Return each line of the items below that contains the word "white". Case counts.

▶ [Annotated coordinate records]:
··········
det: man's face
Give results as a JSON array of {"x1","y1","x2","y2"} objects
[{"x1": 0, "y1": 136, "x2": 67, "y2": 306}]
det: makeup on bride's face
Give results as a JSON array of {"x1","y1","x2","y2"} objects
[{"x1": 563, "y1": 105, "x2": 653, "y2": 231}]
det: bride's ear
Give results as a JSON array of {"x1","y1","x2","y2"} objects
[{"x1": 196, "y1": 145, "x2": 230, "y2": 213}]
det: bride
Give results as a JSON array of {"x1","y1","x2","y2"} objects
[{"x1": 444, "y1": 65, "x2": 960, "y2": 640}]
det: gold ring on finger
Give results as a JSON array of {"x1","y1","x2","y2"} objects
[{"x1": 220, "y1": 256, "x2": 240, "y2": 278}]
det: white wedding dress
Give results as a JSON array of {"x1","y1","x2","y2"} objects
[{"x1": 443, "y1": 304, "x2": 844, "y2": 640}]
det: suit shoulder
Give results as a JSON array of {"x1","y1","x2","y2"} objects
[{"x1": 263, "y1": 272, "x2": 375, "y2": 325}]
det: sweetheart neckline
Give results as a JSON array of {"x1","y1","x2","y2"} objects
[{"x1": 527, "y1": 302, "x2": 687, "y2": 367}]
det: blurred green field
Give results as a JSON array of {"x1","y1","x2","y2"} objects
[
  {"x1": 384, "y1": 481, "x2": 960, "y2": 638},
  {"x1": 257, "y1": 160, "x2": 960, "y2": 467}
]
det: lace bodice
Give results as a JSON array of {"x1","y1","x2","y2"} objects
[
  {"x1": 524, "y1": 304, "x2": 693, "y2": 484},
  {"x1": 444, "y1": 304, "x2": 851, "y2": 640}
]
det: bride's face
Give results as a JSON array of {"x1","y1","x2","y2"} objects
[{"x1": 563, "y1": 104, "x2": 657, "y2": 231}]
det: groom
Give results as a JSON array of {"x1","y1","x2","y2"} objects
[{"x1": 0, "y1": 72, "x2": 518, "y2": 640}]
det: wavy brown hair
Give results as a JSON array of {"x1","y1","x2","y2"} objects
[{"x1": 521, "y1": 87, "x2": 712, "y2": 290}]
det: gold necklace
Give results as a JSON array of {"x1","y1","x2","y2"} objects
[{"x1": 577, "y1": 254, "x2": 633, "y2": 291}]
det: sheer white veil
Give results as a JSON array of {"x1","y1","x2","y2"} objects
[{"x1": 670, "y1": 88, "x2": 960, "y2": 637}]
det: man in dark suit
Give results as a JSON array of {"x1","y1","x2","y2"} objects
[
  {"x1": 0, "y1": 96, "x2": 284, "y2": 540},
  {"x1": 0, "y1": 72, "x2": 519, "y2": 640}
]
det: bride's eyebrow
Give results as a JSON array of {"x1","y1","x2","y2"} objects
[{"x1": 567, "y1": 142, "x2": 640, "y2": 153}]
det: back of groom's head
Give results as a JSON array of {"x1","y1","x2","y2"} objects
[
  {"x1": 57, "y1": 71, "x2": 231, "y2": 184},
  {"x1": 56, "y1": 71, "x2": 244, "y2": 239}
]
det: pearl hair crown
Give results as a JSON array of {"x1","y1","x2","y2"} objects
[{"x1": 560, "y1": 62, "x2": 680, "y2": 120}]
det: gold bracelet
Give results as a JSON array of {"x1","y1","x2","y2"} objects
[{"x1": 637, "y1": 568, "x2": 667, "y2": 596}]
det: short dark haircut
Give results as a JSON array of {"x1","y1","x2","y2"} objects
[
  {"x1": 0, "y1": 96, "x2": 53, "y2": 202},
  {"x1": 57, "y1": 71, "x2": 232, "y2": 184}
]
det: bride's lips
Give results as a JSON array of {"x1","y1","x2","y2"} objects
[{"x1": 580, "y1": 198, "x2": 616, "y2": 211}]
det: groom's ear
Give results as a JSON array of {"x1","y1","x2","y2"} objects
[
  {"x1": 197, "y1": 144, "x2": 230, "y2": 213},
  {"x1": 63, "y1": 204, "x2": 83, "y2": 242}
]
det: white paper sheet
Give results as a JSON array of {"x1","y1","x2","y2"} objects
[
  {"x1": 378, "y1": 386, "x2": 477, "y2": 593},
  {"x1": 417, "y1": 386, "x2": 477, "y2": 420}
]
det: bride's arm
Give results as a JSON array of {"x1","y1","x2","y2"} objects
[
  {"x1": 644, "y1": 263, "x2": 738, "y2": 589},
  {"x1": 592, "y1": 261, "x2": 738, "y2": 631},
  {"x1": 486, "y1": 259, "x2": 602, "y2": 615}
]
··········
▶ [SOLUTION TO THE EXERCISE]:
det: white wedding dress
det: sheer white veil
det: white paper sheet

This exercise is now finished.